DIRECTIONS FOR THIS TASK.
Repeat word for word every line of the material below, from the line containing "For the mapping pass, tag each instance of the highway median" through the last line of the material.

══ DATA FOR PROCESSING

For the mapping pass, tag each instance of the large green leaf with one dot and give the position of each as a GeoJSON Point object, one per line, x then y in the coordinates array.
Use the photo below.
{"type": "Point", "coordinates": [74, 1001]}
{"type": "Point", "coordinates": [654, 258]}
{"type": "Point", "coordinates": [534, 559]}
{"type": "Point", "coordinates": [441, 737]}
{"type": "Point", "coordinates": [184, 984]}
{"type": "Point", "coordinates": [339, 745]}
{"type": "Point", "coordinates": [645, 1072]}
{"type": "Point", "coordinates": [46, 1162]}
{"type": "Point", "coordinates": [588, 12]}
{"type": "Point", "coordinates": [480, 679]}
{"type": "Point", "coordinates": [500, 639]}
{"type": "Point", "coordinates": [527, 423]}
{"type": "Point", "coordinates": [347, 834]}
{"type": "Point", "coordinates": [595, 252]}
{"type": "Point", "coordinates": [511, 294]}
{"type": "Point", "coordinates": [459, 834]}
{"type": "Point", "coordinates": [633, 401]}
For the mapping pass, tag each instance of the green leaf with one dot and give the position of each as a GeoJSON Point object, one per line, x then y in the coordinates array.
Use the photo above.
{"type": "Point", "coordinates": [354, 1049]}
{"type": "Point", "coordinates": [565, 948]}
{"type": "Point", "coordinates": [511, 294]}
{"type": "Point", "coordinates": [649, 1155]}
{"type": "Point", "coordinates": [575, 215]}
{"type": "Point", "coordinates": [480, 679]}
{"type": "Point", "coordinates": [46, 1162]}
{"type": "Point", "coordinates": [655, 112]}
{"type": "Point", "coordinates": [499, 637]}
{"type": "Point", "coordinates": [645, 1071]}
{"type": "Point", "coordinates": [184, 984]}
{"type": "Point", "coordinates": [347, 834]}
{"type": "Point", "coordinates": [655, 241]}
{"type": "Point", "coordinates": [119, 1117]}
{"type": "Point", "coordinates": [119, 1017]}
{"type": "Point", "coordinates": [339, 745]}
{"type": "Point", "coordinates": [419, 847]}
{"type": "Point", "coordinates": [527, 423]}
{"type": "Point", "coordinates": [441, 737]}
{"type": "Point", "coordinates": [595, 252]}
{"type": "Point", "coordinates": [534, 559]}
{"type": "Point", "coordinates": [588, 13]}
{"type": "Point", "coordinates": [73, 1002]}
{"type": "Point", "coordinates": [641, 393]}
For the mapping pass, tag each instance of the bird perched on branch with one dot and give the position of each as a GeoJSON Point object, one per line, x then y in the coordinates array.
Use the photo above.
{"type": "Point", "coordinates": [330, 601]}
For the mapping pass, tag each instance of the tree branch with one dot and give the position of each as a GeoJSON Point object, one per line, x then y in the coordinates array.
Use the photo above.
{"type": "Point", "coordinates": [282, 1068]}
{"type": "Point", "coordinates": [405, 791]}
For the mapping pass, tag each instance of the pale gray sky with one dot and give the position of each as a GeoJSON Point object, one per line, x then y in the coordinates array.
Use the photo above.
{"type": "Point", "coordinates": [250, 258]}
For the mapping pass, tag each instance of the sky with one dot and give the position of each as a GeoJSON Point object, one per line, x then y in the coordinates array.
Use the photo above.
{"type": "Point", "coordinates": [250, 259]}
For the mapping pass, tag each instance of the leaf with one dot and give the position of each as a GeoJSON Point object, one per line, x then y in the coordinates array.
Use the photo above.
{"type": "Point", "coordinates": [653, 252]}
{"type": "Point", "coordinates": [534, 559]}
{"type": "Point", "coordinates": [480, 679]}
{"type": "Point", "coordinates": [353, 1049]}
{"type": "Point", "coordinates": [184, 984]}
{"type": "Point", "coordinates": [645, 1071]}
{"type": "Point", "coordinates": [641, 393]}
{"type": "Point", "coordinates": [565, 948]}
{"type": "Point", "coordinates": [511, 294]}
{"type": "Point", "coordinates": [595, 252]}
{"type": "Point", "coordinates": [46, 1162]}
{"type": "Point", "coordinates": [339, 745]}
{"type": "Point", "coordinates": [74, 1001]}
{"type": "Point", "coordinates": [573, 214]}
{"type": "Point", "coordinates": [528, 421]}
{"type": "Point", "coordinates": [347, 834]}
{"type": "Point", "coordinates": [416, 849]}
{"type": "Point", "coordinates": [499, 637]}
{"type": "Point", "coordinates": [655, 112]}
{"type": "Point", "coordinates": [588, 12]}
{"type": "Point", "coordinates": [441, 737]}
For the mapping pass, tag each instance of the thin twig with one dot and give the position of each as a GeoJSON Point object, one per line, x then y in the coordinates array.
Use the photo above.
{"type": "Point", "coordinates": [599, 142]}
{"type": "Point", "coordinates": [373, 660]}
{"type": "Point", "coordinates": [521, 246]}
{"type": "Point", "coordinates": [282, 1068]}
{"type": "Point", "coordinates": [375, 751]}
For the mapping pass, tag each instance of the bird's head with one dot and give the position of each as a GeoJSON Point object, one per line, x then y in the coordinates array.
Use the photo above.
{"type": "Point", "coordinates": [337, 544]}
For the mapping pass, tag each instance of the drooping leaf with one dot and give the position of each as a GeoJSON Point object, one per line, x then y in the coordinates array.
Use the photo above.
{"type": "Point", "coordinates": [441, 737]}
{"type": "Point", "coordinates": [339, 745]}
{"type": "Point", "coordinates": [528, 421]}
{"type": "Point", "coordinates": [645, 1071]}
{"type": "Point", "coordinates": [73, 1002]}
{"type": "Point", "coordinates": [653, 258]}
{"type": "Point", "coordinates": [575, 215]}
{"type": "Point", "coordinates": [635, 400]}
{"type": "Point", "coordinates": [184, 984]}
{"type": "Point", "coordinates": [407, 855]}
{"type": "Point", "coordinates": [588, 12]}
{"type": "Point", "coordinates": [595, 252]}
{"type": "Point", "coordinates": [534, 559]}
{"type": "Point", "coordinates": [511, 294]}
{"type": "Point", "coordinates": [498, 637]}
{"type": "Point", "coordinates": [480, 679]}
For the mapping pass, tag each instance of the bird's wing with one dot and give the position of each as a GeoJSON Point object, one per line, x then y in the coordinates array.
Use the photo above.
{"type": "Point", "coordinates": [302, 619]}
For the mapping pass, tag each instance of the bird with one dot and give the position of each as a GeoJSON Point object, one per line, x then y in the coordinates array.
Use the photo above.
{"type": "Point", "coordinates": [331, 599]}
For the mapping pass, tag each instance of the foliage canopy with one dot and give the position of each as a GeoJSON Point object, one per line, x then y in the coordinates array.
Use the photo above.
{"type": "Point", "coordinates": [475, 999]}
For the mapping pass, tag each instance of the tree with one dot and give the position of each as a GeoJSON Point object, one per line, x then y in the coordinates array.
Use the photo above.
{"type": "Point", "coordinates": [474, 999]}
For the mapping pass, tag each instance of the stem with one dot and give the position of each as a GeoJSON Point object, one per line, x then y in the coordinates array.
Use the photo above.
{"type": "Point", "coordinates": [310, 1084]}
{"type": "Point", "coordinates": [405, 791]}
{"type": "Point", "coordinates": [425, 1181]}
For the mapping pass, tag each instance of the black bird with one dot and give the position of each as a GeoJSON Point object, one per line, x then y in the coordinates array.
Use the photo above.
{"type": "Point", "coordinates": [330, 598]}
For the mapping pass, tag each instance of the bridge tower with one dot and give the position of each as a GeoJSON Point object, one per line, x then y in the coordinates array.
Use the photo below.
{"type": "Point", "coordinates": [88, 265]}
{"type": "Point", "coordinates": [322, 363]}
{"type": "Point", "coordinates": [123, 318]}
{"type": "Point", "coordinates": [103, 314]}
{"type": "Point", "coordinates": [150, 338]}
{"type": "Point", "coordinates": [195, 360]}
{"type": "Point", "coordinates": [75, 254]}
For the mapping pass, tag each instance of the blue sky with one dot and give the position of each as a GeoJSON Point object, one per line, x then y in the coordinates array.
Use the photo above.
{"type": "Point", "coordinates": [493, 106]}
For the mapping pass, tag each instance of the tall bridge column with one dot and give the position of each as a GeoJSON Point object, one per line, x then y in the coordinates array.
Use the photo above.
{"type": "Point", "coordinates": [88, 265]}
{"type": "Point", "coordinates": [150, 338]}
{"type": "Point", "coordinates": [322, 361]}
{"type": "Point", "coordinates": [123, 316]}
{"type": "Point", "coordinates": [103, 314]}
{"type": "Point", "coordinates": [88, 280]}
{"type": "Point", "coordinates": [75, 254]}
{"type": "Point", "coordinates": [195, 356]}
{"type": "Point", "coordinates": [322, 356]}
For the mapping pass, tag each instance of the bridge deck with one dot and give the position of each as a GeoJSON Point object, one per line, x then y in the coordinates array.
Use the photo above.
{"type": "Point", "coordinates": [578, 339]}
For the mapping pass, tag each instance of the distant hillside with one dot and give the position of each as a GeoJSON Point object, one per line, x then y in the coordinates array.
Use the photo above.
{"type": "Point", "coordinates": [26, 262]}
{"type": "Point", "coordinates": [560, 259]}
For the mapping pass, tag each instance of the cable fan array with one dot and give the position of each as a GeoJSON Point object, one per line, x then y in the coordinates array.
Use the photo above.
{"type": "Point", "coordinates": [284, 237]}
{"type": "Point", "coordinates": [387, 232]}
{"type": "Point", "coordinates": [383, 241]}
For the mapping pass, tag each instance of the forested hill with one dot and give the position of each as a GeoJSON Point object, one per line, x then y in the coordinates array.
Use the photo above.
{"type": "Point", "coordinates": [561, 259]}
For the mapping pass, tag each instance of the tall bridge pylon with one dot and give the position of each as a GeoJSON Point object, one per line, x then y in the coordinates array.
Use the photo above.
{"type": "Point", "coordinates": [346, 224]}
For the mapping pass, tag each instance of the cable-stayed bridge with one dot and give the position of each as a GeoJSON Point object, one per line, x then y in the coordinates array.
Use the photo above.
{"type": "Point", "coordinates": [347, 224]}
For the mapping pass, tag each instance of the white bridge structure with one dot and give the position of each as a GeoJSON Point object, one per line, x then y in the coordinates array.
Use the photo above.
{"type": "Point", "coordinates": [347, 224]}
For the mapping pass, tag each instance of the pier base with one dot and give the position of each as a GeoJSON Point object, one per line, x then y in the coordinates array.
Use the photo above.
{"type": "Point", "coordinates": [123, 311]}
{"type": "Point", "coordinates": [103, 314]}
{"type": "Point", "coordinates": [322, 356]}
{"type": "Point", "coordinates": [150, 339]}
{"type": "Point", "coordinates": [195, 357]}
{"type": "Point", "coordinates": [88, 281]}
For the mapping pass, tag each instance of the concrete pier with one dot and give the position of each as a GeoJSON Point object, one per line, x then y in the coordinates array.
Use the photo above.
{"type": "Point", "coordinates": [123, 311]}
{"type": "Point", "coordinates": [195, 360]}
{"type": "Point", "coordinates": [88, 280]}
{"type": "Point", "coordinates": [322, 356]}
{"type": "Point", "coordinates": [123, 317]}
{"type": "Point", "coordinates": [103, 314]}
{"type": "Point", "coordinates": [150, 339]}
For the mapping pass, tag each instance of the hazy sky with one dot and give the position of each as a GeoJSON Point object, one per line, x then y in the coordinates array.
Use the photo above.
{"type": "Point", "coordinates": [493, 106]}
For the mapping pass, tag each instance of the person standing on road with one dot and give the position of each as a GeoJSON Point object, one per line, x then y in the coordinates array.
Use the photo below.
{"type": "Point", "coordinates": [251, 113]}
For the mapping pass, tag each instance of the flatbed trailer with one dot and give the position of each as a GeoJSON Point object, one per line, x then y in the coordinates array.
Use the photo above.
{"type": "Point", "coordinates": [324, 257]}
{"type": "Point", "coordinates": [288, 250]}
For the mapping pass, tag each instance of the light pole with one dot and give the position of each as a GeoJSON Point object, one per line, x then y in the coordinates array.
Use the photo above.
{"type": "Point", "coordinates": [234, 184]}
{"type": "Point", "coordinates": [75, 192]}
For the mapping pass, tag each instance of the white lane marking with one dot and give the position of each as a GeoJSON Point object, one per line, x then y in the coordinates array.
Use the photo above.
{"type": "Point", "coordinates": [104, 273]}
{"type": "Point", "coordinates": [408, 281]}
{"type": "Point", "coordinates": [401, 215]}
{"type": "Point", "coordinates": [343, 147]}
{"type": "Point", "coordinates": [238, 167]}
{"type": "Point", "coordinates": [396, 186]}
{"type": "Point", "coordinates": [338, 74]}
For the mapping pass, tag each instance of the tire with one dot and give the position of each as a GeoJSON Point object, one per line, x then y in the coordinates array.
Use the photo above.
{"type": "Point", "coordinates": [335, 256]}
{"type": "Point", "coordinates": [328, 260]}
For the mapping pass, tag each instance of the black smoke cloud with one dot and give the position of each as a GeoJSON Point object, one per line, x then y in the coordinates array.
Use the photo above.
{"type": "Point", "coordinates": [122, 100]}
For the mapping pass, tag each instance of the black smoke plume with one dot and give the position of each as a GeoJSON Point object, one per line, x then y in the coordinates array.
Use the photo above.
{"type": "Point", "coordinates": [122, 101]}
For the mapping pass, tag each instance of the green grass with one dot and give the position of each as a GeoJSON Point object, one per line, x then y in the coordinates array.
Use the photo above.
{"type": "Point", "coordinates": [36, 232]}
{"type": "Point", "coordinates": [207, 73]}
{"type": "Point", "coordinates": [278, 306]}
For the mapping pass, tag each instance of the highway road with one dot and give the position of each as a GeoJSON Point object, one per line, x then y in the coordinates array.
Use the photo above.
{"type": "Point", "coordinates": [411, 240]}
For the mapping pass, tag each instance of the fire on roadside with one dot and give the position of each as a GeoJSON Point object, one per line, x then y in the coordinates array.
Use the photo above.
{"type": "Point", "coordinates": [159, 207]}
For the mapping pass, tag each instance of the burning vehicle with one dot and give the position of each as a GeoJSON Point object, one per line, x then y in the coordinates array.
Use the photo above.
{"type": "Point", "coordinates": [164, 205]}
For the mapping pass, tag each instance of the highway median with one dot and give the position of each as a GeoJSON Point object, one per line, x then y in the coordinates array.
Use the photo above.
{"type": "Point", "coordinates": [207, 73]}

════

TASK ANSWER.
For the mapping pass, tag each instance of the highway median with one dot and give the position of each as a GeoJSON Point object, one per line, x then y in the coordinates array.
Use the photo above.
{"type": "Point", "coordinates": [207, 73]}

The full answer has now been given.